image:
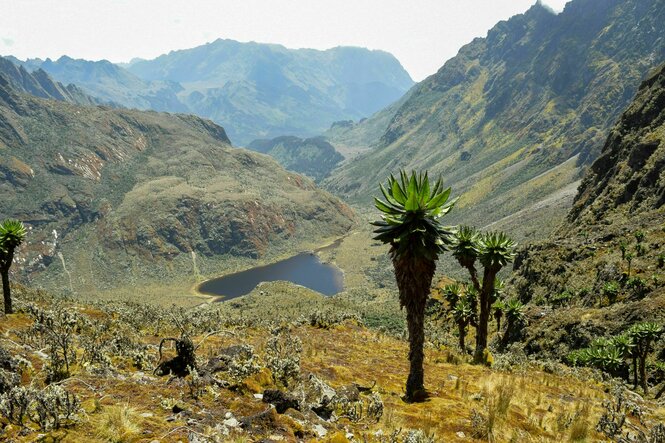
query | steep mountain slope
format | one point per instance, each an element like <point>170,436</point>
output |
<point>614,236</point>
<point>314,157</point>
<point>510,119</point>
<point>111,83</point>
<point>262,91</point>
<point>116,196</point>
<point>39,84</point>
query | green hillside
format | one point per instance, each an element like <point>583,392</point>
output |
<point>264,91</point>
<point>117,198</point>
<point>512,119</point>
<point>314,157</point>
<point>603,270</point>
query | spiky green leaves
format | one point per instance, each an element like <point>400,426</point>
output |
<point>463,311</point>
<point>496,250</point>
<point>12,234</point>
<point>466,245</point>
<point>514,310</point>
<point>493,249</point>
<point>410,216</point>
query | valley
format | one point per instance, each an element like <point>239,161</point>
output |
<point>245,242</point>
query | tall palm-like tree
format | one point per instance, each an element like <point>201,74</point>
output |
<point>410,224</point>
<point>644,335</point>
<point>12,234</point>
<point>493,250</point>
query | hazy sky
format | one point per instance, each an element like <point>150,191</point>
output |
<point>422,34</point>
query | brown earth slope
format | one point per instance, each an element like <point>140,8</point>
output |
<point>615,233</point>
<point>114,197</point>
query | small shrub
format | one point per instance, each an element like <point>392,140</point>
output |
<point>283,357</point>
<point>49,408</point>
<point>611,290</point>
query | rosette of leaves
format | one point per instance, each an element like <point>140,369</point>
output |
<point>410,224</point>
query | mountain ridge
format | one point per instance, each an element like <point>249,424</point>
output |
<point>129,197</point>
<point>254,90</point>
<point>502,120</point>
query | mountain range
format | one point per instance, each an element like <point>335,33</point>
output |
<point>613,237</point>
<point>115,196</point>
<point>512,120</point>
<point>255,90</point>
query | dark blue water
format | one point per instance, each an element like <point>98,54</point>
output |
<point>303,269</point>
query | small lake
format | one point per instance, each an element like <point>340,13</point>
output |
<point>304,269</point>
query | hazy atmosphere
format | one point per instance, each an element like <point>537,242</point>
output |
<point>318,221</point>
<point>422,34</point>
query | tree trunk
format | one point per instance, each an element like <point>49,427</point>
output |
<point>635,384</point>
<point>660,393</point>
<point>481,332</point>
<point>414,279</point>
<point>462,335</point>
<point>6,291</point>
<point>643,374</point>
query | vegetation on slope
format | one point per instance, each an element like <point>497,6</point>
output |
<point>314,157</point>
<point>602,272</point>
<point>509,121</point>
<point>324,373</point>
<point>119,197</point>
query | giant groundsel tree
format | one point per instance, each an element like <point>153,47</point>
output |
<point>493,250</point>
<point>410,225</point>
<point>12,234</point>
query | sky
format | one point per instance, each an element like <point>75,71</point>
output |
<point>422,34</point>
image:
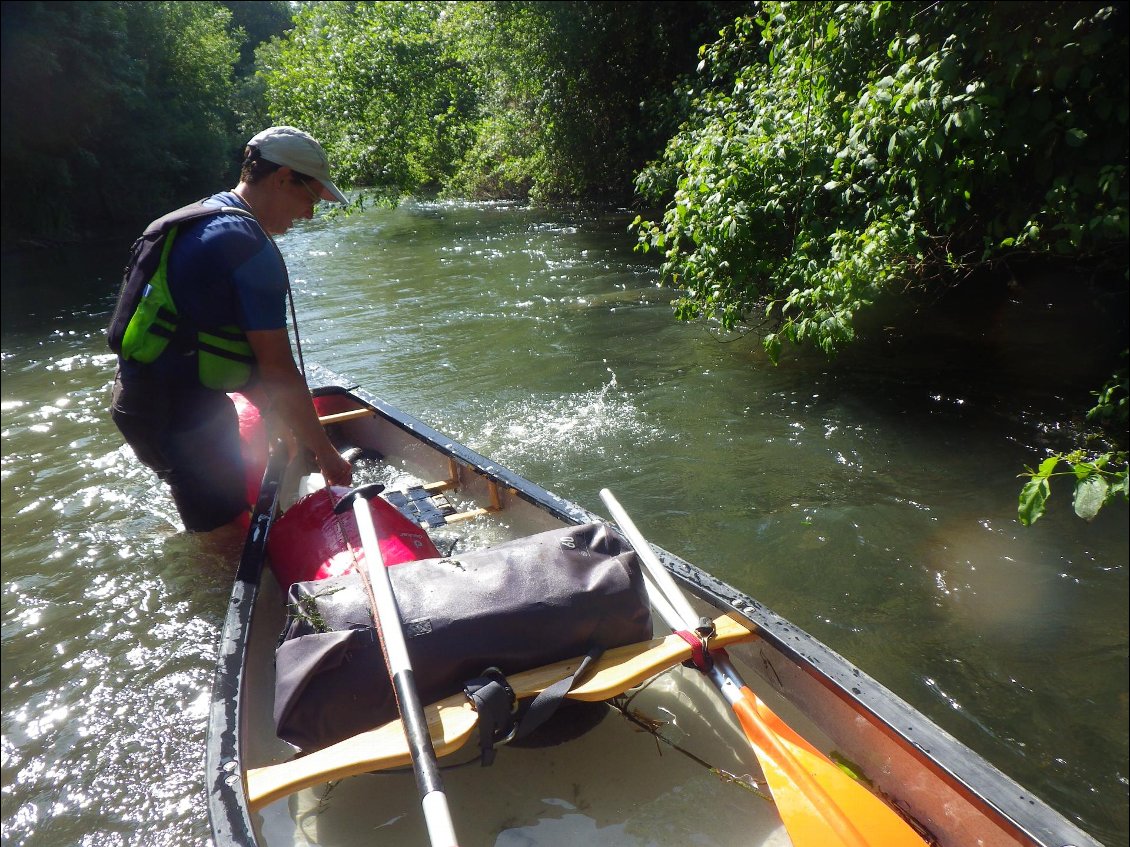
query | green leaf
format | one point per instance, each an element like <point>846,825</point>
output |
<point>1089,496</point>
<point>1033,500</point>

____

__Challenge__.
Recast all of the material above as a numbered list with one line per item, skipping any blank lines and leaving the pictures out.

__Answer__.
1. image:
2. query | steep mountain slope
3. format | one point per instance, each an element like <point>170,436</point>
4. output |
5. <point>614,236</point>
6. <point>314,157</point>
7. <point>510,119</point>
8. <point>111,83</point>
9. <point>262,91</point>
10. <point>116,196</point>
11. <point>39,84</point>
12. query | green hillside
13. format | one point per instance, each an element like <point>583,392</point>
14. output |
15. <point>264,91</point>
16. <point>117,198</point>
17. <point>512,119</point>
18. <point>314,157</point>
19. <point>603,270</point>
20. query | spiky green leaves
21. format | one point per instance, each an element like <point>400,426</point>
22. output |
23. <point>463,311</point>
24. <point>496,250</point>
25. <point>12,234</point>
26. <point>466,245</point>
27. <point>514,310</point>
28. <point>493,249</point>
29. <point>410,216</point>
30. query | valley
31. format | one point per instance, each an element like <point>239,161</point>
32. output |
33. <point>245,242</point>
34. query | tall palm-like tree
35. format | one point per instance, each an element like <point>201,74</point>
36. output |
37. <point>410,224</point>
38. <point>644,335</point>
39. <point>12,234</point>
40. <point>493,250</point>
41. query | hazy sky
42. format | one point per instance, each an element like <point>150,191</point>
43. output |
44. <point>422,34</point>
45. query | brown earth slope
46. format | one point per instance, each an element like <point>140,8</point>
47. output |
48. <point>615,233</point>
49. <point>114,197</point>
50. query | small shrub
51. format | one point per instance, each an element like <point>392,140</point>
52. output |
53. <point>283,357</point>
54. <point>49,408</point>
55. <point>611,290</point>
56. query | rosette of leaves
57. format | one point per instance, each an element like <point>140,369</point>
58. output |
59. <point>410,224</point>
60. query | mountain ridge
61. format | one point per instance, each an element like <point>249,424</point>
62. output |
63. <point>129,197</point>
64. <point>254,90</point>
65. <point>502,120</point>
66. query | mountain range
67. format | one point per instance, each an element like <point>335,33</point>
68. output |
69. <point>613,237</point>
70. <point>115,196</point>
71. <point>512,120</point>
72. <point>255,90</point>
73. query | dark blue water
74. format | one point per instance, each an element like <point>98,54</point>
75. output |
76. <point>303,269</point>
77. query | small lake
78. format | one point per instance, each an element like <point>340,13</point>
79. output |
80. <point>304,269</point>
81. query | hazy atmosphere
82. format | one point per instance, each an element like <point>537,242</point>
83. output |
84. <point>318,221</point>
85. <point>422,34</point>
86. query | tree trunk
87. format | one point per instance, each an element like <point>49,427</point>
88. output |
89. <point>635,384</point>
90. <point>660,393</point>
91. <point>481,332</point>
92. <point>414,279</point>
93. <point>462,335</point>
94. <point>6,291</point>
95. <point>643,374</point>
96. query | vegetation on slope
97. format | one point per instance, each an element like <point>497,6</point>
98. output |
99. <point>314,157</point>
100. <point>602,272</point>
101. <point>509,121</point>
102. <point>324,373</point>
103. <point>119,197</point>
104. query | giant groundsel tree
105. format | one point per instance, each an element like <point>153,47</point>
106. output |
107. <point>493,250</point>
108. <point>410,225</point>
109. <point>12,234</point>
110. query | sky
111. format | one point per instance, each an element like <point>75,71</point>
112. output |
113. <point>422,34</point>
114. image:
115. query | green leaf
116. format | one point per instance, each an element like <point>846,825</point>
117. output |
118. <point>1089,496</point>
119. <point>1033,500</point>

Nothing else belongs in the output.